→ Given problem A:
Decide whether each statement agrees with the passage on Vaughan below, answering yes or no and quoting the words of the passage that settle it: (i) Vaughan went to America about 1798. (ii) Vaughan left four sons and three daughters. (iii) Vaughan issued the first collective edition of Franklin's works in 1806.

→ Passage shown:
★ ★ ★ ★ ★

There are numerous allusions to Vaughan and Stone in the despatches of Barthélemy, the French minister in Switzerland, and in one of them Barthélemy describes Vaughan as a man ‘dont le patriotisme, la probité, et les lumières sont infiniment recommandables’ (Papiers de Barthélemy, iv. 593).

Vaughan preserved his good relations with Lord Lansdowne owing to the identity of their views in regard to France. About 1798 he went to America, probably despairing, like Priestley, of the political outlook in England. He joined his brothers and his relatives on the side of his mother at Hallowell, where he lived in a peaceful retirement. His political opinions are said to have adopted a very conservative hue in his later years. He died on 8 Dec. 1835, leaving three sons and four daughters. His descendants still live at Hallowell. In 1779 Vaughan issued the first collective edition of Franklin's works in London, under the title ‘Political, Philosophical, and Miscellaneous Pieces by Benjamin Franklin.’ He also superintended the ‘Complete Works of Benjamin Franklin,’ issued in 1806 (London, 8vo), with a memoir.

[The best account of Vaughan is to be found in Alger's Englishmen in the French Revolution. See also Lord E. Fitzmaurice's Life of Lord Shelburne, vol. iii.; Papiers de Barthélemy, ed. M. Jean Kaulek, Paris, 1889; Appleton's American Biography; Sheppard's Reminiscences of the Vaughan Family; Introductory Narrative to William Vaughan's Tracts on Docks and Commerce, 1835; Diplomatic and Revolutionary Correspondence, Washington, 1887; Archives Nationales, Paris, ii. 221; Doniol's Participation de la France à l'établissement des Etats-Unis, Paris, 1886–92, v. 100, 161.]

E. F.

★ ★ ★ ★ ★

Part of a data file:

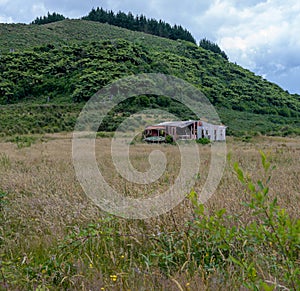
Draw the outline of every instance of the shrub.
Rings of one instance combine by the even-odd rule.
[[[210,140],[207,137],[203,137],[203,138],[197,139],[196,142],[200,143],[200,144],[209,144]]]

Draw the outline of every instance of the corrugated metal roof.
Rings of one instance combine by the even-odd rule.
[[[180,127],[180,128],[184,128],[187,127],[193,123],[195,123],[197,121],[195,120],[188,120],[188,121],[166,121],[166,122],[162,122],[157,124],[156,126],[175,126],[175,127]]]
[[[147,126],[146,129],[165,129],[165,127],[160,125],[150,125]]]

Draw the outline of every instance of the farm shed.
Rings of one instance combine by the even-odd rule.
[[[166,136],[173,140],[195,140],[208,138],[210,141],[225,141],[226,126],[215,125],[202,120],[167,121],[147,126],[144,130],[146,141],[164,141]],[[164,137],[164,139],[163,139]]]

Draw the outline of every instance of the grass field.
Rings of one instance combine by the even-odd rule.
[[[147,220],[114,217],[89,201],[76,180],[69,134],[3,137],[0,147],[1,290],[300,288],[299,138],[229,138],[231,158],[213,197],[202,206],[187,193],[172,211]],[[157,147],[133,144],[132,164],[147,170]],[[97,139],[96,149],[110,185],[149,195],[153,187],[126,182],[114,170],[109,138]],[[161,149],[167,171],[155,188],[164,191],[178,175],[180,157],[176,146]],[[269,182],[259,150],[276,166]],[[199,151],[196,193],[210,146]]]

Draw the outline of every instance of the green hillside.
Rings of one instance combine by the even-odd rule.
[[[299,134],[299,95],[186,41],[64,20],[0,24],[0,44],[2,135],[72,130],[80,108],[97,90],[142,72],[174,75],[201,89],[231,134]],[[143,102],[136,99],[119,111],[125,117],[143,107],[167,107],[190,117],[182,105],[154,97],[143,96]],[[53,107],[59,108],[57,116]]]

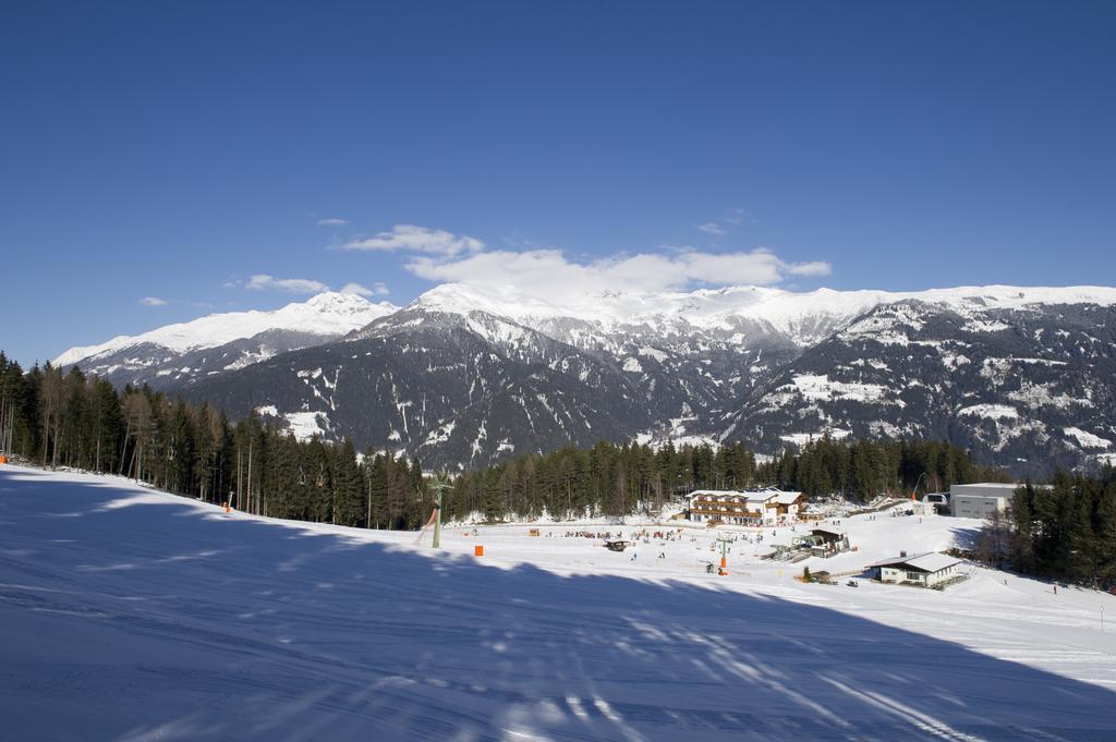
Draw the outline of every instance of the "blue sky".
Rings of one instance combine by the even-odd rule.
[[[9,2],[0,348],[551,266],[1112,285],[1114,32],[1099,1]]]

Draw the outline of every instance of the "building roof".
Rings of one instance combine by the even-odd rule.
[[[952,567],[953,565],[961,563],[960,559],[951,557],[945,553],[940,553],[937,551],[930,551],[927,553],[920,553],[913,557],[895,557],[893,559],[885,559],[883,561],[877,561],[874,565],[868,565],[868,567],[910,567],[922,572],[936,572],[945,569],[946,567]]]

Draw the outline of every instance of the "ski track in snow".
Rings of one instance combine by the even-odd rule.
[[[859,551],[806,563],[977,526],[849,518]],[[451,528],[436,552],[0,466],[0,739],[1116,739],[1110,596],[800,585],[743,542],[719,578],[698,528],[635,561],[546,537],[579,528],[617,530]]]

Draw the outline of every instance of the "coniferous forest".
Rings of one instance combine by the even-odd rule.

★ ★ ★ ★ ★

→ Given problem B:
Locate every line of the listing above that contains the string "Draw", and copy each such line; case counts.

→ Complete answer A:
(i) Yes: "About 1798 he went to America"
(ii) No: "leaving three sons and four daughters"
(iii) No: "In 1779 Vaughan issued the first collective edition of Franklin's works in London"

→ Complete answer B:
Draw the outline of every instance of the shrub.
Draw the outline of every instance of the corrugated metal roof.
Draw the outline of every instance of the farm shed.
Draw the outline of every instance of the grass field.
Draw the outline of every instance of the green hillside.
Draw the outline of every instance of the "blue sky".
Draw the outline of every instance of the "building roof".
Draw the outline of every instance of the "ski track in snow".
Draw the outline of every instance of the "coniferous forest".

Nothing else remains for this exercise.